* [WHAT YOU SHOULD DO] Without pictures, repeat exactly the lines from the one containing "If you could point at the green foliage" through the end of the entries.

* [EXERCISE DATA]
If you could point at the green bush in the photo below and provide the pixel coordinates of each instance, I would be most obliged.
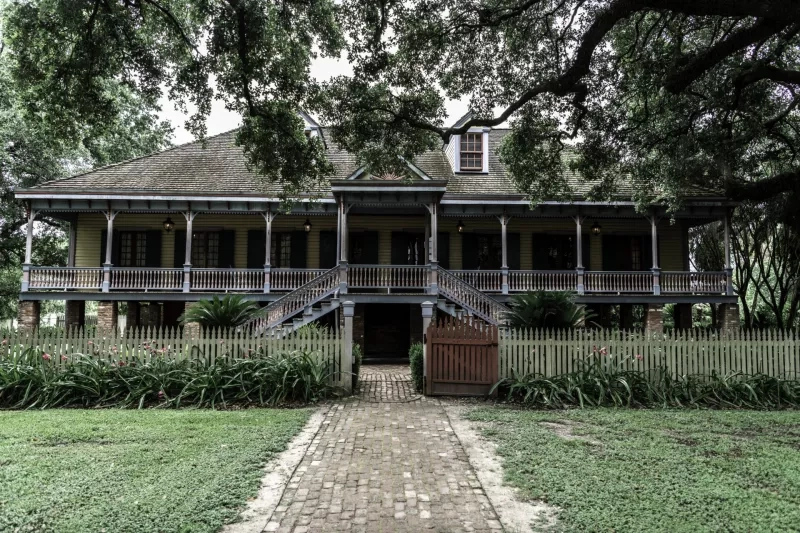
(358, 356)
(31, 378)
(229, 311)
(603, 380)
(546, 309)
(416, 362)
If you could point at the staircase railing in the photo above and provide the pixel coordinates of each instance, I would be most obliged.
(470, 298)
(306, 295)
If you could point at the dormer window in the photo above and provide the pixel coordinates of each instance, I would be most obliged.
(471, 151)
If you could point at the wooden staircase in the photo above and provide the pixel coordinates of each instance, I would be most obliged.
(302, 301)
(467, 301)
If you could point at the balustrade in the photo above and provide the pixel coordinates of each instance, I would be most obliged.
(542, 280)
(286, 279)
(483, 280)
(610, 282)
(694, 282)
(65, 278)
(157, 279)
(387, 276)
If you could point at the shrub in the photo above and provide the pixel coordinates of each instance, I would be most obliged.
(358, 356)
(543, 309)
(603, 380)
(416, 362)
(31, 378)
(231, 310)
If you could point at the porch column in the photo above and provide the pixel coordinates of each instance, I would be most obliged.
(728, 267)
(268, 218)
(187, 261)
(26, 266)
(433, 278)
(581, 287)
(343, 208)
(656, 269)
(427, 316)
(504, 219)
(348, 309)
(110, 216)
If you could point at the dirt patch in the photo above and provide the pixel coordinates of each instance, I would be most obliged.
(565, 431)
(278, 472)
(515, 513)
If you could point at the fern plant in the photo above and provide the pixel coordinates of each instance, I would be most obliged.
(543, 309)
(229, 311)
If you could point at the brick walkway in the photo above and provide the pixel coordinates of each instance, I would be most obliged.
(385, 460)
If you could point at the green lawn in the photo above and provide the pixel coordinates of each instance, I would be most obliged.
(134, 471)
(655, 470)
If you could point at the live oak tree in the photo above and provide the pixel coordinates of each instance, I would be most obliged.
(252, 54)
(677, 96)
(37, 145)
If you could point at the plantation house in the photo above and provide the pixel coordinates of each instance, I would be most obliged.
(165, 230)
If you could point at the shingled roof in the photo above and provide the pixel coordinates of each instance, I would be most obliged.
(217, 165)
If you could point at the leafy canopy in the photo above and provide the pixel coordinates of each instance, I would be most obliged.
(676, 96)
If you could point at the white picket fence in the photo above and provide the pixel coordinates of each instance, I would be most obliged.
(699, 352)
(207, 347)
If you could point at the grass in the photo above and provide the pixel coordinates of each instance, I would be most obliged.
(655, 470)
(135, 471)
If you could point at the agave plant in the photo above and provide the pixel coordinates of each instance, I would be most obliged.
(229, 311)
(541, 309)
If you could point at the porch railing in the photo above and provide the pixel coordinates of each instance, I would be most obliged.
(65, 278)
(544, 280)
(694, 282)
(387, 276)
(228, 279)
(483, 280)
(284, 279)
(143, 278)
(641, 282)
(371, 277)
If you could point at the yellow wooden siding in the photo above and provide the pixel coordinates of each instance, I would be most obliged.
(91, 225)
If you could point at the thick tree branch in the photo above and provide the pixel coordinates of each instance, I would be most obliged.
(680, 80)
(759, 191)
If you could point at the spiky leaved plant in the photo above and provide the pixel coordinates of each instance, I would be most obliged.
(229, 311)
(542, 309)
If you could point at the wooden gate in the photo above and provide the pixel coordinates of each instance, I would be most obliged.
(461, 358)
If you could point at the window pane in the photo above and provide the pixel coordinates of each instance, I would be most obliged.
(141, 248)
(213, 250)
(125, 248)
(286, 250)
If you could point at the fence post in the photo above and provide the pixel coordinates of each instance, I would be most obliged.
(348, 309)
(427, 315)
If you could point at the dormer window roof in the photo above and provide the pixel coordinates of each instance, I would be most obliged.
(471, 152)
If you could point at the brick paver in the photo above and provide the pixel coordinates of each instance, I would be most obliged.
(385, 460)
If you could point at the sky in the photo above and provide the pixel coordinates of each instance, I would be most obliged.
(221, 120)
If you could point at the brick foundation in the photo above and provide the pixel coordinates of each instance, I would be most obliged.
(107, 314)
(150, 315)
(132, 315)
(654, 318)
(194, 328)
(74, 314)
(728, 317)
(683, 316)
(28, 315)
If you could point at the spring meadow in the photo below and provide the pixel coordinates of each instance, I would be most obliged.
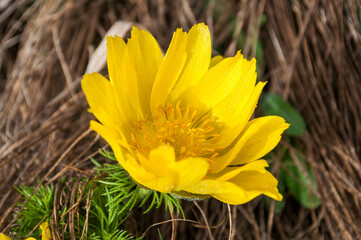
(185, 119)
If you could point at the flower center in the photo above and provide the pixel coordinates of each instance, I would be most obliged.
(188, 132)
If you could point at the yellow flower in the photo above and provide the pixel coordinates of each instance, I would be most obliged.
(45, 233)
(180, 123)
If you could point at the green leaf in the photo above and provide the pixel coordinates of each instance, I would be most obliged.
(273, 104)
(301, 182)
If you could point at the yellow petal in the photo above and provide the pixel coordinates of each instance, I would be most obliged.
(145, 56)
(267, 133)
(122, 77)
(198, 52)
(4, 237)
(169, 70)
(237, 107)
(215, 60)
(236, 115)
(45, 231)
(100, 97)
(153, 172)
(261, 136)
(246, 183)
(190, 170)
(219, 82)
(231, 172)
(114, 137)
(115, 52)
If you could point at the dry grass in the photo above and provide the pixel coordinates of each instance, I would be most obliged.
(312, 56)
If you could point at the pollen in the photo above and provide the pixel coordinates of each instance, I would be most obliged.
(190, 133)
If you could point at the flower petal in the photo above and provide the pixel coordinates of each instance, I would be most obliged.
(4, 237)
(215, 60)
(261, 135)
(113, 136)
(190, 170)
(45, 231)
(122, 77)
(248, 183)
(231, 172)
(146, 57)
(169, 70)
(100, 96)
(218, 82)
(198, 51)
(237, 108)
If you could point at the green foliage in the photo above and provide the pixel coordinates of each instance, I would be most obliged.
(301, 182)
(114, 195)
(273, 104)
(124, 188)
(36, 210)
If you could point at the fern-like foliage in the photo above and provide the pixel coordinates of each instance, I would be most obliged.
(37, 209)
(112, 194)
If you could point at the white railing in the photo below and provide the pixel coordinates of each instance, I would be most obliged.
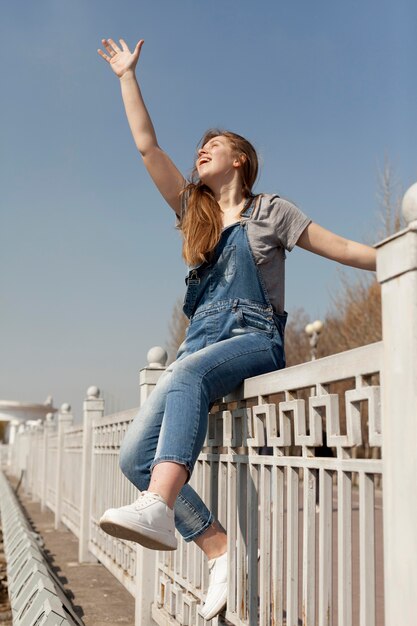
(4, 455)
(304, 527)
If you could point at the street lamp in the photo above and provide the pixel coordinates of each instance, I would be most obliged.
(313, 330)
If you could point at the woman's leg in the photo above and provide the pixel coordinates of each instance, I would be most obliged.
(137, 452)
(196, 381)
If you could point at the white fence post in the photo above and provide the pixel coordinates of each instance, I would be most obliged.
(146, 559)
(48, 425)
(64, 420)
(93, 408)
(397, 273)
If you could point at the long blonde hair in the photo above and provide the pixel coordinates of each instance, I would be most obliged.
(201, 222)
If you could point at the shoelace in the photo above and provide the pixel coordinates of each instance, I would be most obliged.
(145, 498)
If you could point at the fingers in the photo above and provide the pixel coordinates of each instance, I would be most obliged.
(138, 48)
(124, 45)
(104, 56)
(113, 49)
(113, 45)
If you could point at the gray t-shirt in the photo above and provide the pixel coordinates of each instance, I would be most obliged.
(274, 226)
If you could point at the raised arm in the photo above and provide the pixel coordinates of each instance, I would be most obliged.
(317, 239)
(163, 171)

* [ANSWER]
If you could point at the green foliage in the photo above and provide the pixel coordinates of each instance, I would be most obliged.
(301, 182)
(114, 195)
(273, 104)
(124, 188)
(36, 210)
If you could point at the fern-like foliage in the photo above and provide the pixel coordinates of each instance, I would be most obliged.
(37, 209)
(112, 194)
If you could point at the white railing in the photo below and provide the pixel coordinates of each instance, I would be most obliged.
(4, 455)
(304, 527)
If you could point at the street lamp in the photo above and provide the pixel coordinates of each instance, I would be most obliged.
(313, 330)
If you could point at the woman's leg in the photo above and provide the pixel coordinates of each instance, I would be most obliged.
(137, 452)
(196, 381)
If you could point at the white fence post in the photo above and provide the pixel coordinates of each instance, I would be most obliged.
(146, 559)
(48, 425)
(64, 420)
(93, 408)
(397, 273)
If you could point at the long blonde hair in the photo above and provide the pixel coordinates of each instance, I would be most obliged.
(201, 222)
If you could point at the shoelace in the photo above and provide the pixel coordinates of each instance, I would be most obliged.
(145, 498)
If you could point at the fingers in the photo above and provide the pixel coordinates of each instance, I would be most obliged.
(138, 48)
(124, 45)
(104, 56)
(113, 49)
(113, 45)
If you could point at the gray t-shirt in the photo above and provide the pixel coordinates of each instance, I would be most obliged.
(274, 226)
If you could point at the raised arm in the photo above and provide the pixel coordinates of each instance, I would be most obliged.
(317, 239)
(163, 171)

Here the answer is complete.